Requirement —
Can you recast the stretch of the data from the line containing "negative clicks: (568, 242) (570, 252)" through the end of the data as a numbered list, leaving out any blank lines?

··· Extracted information ···

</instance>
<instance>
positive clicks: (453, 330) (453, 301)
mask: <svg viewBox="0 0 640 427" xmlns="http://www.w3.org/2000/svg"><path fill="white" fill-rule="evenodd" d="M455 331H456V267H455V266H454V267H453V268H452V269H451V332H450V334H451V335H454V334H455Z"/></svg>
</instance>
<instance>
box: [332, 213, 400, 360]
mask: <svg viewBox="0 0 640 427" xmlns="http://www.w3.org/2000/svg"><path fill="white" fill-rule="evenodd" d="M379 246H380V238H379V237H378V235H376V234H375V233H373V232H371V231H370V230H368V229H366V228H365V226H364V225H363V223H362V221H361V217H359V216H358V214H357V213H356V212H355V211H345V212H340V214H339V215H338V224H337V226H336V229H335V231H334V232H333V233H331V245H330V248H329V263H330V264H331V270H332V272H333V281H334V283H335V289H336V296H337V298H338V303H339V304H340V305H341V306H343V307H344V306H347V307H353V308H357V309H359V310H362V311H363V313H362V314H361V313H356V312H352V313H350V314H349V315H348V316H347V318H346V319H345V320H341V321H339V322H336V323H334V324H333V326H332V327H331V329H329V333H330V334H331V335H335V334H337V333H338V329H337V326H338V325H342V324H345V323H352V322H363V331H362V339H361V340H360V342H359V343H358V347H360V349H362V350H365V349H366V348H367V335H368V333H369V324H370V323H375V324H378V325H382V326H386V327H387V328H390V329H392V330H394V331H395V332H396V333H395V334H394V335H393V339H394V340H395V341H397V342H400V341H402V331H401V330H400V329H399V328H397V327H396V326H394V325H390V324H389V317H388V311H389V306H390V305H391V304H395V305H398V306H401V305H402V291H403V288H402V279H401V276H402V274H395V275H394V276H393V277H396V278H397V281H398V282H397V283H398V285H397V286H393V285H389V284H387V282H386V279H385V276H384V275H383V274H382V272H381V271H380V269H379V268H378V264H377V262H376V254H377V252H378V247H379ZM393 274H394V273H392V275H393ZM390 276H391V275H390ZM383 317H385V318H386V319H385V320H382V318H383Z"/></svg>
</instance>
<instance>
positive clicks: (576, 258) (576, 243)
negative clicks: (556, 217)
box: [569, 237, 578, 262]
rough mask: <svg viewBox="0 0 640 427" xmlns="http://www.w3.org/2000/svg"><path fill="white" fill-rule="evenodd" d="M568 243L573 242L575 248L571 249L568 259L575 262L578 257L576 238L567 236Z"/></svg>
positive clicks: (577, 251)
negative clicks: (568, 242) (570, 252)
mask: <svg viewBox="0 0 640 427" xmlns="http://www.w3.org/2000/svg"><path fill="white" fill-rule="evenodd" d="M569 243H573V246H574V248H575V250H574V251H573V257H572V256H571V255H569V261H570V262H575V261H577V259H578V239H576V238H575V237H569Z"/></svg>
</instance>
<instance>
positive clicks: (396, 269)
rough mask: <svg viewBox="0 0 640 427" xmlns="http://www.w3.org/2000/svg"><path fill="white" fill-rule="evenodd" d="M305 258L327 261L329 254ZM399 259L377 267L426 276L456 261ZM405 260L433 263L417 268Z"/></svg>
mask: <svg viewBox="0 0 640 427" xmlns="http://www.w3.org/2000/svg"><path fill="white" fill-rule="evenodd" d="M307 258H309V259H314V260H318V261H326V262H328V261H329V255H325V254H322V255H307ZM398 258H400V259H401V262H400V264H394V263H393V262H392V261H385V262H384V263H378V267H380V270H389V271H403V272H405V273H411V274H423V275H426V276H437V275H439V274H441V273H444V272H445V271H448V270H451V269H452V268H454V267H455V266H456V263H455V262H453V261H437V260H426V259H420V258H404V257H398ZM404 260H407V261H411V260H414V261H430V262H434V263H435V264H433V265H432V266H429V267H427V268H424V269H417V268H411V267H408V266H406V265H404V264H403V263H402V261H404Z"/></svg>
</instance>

···

Task response —
1. negative clicks: (568, 242) (570, 252)
2. mask: <svg viewBox="0 0 640 427" xmlns="http://www.w3.org/2000/svg"><path fill="white" fill-rule="evenodd" d="M569 243H573V246H574V248H575V250H574V251H573V257H572V256H571V255H569V261H570V262H575V261H577V259H578V239H576V238H575V237H569Z"/></svg>
3. </instance>
4. <instance>
5. positive clicks: (396, 269)
6. rough mask: <svg viewBox="0 0 640 427" xmlns="http://www.w3.org/2000/svg"><path fill="white" fill-rule="evenodd" d="M305 258L327 261L329 254ZM399 259L377 267L426 276L456 261ZM405 260L433 263L417 268Z"/></svg>
7. mask: <svg viewBox="0 0 640 427" xmlns="http://www.w3.org/2000/svg"><path fill="white" fill-rule="evenodd" d="M307 258H309V259H314V260H318V261H326V262H328V261H329V255H325V254H322V255H307ZM398 258H400V259H401V262H400V264H394V263H393V262H392V261H385V262H384V263H378V267H380V270H389V271H403V272H405V273H411V274H423V275H426V276H437V275H439V274H441V273H444V272H445V271H448V270H451V269H452V268H454V267H455V266H456V263H455V262H453V261H437V260H426V259H420V258H404V257H398ZM404 260H407V261H411V260H414V261H430V262H434V263H435V264H433V265H432V266H429V267H427V268H424V269H417V268H411V267H408V266H406V265H404V264H403V263H402V261H404Z"/></svg>
8. </instance>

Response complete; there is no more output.